Segment Start: Record extracts

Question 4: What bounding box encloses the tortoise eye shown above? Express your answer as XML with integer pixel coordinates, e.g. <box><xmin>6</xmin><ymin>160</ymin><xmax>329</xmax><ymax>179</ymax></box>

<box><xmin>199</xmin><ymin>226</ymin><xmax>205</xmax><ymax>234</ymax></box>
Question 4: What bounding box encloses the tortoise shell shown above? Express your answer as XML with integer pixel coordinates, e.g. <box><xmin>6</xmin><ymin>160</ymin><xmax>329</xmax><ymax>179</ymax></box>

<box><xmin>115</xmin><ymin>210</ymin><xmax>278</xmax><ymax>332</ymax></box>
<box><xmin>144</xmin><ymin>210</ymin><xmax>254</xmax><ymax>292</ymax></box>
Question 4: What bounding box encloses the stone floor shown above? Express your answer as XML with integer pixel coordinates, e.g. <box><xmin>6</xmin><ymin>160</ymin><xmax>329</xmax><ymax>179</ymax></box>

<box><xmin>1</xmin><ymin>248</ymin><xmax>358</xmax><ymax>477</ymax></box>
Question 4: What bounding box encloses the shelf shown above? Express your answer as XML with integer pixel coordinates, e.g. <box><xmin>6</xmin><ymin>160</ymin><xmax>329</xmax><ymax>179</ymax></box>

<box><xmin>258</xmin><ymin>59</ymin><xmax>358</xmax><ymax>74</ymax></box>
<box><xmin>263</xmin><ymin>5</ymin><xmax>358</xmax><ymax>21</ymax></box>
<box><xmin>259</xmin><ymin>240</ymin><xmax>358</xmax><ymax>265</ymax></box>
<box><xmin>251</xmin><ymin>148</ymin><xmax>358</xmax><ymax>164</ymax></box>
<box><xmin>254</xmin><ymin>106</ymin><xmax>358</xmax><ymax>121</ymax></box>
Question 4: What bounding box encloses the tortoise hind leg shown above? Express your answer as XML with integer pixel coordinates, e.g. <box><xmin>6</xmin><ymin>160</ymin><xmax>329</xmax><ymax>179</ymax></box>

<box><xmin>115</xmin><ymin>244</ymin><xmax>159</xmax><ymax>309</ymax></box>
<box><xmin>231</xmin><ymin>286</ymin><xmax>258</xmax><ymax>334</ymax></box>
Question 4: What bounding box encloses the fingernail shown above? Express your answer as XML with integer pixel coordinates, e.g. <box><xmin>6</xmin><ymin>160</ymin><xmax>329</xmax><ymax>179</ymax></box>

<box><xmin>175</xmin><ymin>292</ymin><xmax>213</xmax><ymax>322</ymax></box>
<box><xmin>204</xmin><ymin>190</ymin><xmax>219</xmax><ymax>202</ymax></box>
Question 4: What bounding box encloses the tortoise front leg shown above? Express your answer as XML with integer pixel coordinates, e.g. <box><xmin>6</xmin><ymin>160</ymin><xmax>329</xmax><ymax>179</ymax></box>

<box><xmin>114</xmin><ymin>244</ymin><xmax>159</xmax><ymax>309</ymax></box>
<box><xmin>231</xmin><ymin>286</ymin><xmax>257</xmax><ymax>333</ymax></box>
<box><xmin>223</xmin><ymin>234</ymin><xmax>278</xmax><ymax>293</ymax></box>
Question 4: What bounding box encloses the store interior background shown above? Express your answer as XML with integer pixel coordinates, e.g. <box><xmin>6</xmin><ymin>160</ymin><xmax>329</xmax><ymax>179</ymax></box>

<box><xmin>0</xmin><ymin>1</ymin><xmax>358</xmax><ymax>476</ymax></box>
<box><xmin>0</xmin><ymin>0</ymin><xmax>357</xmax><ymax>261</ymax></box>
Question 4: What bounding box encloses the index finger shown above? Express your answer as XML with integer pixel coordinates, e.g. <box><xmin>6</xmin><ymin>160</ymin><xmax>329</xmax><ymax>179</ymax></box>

Segment End: Record extracts

The task> Repeat the records above exactly, from the first line to the last.

Reply>
Question 4: What bounding box encloses the tortoise eye shown above? Express your answer as XML with integer pixel coordinates, e.g. <box><xmin>6</xmin><ymin>160</ymin><xmax>329</xmax><ymax>179</ymax></box>

<box><xmin>199</xmin><ymin>226</ymin><xmax>205</xmax><ymax>234</ymax></box>
Question 4: What bounding box encloses the tortoise shell shown above? Express your answer as XML with integer pixel coordinates, e.g. <box><xmin>6</xmin><ymin>160</ymin><xmax>329</xmax><ymax>179</ymax></box>

<box><xmin>115</xmin><ymin>210</ymin><xmax>278</xmax><ymax>332</ymax></box>
<box><xmin>144</xmin><ymin>210</ymin><xmax>254</xmax><ymax>292</ymax></box>
Question 4: What bounding box encloses the stone floor shown above? Express your answer as XML with integer pixel coordinates, e.g. <box><xmin>6</xmin><ymin>160</ymin><xmax>329</xmax><ymax>179</ymax></box>

<box><xmin>1</xmin><ymin>248</ymin><xmax>358</xmax><ymax>477</ymax></box>
Question 4: What bounding box encloses the shelf shown above? Express your answer as XML with integer pixel coordinates, e.g. <box><xmin>6</xmin><ymin>160</ymin><xmax>329</xmax><ymax>179</ymax></box>

<box><xmin>258</xmin><ymin>59</ymin><xmax>358</xmax><ymax>74</ymax></box>
<box><xmin>263</xmin><ymin>5</ymin><xmax>358</xmax><ymax>21</ymax></box>
<box><xmin>259</xmin><ymin>240</ymin><xmax>358</xmax><ymax>265</ymax></box>
<box><xmin>251</xmin><ymin>148</ymin><xmax>358</xmax><ymax>164</ymax></box>
<box><xmin>254</xmin><ymin>106</ymin><xmax>358</xmax><ymax>121</ymax></box>
Question 4: What bounding box encloses the tortoise hind leg shown above? Express your answer as XML with integer pixel coordinates, e.g. <box><xmin>6</xmin><ymin>160</ymin><xmax>329</xmax><ymax>179</ymax></box>

<box><xmin>115</xmin><ymin>244</ymin><xmax>159</xmax><ymax>309</ymax></box>
<box><xmin>231</xmin><ymin>286</ymin><xmax>258</xmax><ymax>334</ymax></box>
Question 4: What bounding box encloses the fingernail shown above? Express your answer as XML with integer pixel coordinates, e.g. <box><xmin>6</xmin><ymin>160</ymin><xmax>329</xmax><ymax>179</ymax></box>

<box><xmin>175</xmin><ymin>292</ymin><xmax>213</xmax><ymax>322</ymax></box>
<box><xmin>204</xmin><ymin>190</ymin><xmax>219</xmax><ymax>202</ymax></box>
Question 4: What bounding box encloses the tortoise front leg shown above? Express your answer as XML with integer pixel coordinates, e.g. <box><xmin>6</xmin><ymin>160</ymin><xmax>329</xmax><ymax>179</ymax></box>

<box><xmin>114</xmin><ymin>244</ymin><xmax>159</xmax><ymax>309</ymax></box>
<box><xmin>231</xmin><ymin>286</ymin><xmax>257</xmax><ymax>333</ymax></box>
<box><xmin>223</xmin><ymin>234</ymin><xmax>278</xmax><ymax>293</ymax></box>
Question 4: What bounding box encloses the store interior background shown above? Express your answer as XML with integer pixel coordinates, e.g. <box><xmin>6</xmin><ymin>160</ymin><xmax>329</xmax><ymax>179</ymax></box>

<box><xmin>0</xmin><ymin>1</ymin><xmax>358</xmax><ymax>476</ymax></box>
<box><xmin>0</xmin><ymin>0</ymin><xmax>357</xmax><ymax>261</ymax></box>
Question 4: What bounding box encloses the index finger shown above? Express your answer as XML with integer pixel coordinates, e.g. <box><xmin>6</xmin><ymin>160</ymin><xmax>329</xmax><ymax>179</ymax></box>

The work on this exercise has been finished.